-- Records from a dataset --
'''

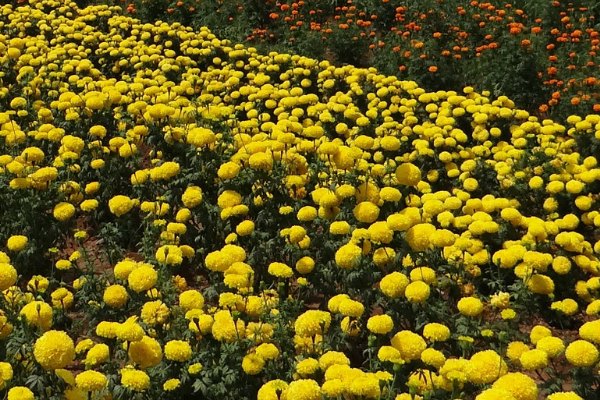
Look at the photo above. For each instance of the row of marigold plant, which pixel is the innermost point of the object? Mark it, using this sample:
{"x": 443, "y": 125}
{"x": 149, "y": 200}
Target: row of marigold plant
{"x": 543, "y": 55}
{"x": 185, "y": 216}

'''

-- Exercise brief --
Please update the items above so that "row of marigold plant" becomes "row of tomato plant" wherever it occurs, keeping everything else unchanged. Omit the pictures from your version.

-- Output for this task --
Look at the photo above. For each instance of the row of tomato plant, which pixel is the innermost point of the object? Mark it, using this sample:
{"x": 443, "y": 125}
{"x": 149, "y": 200}
Target: row of tomato plant
{"x": 543, "y": 55}
{"x": 185, "y": 216}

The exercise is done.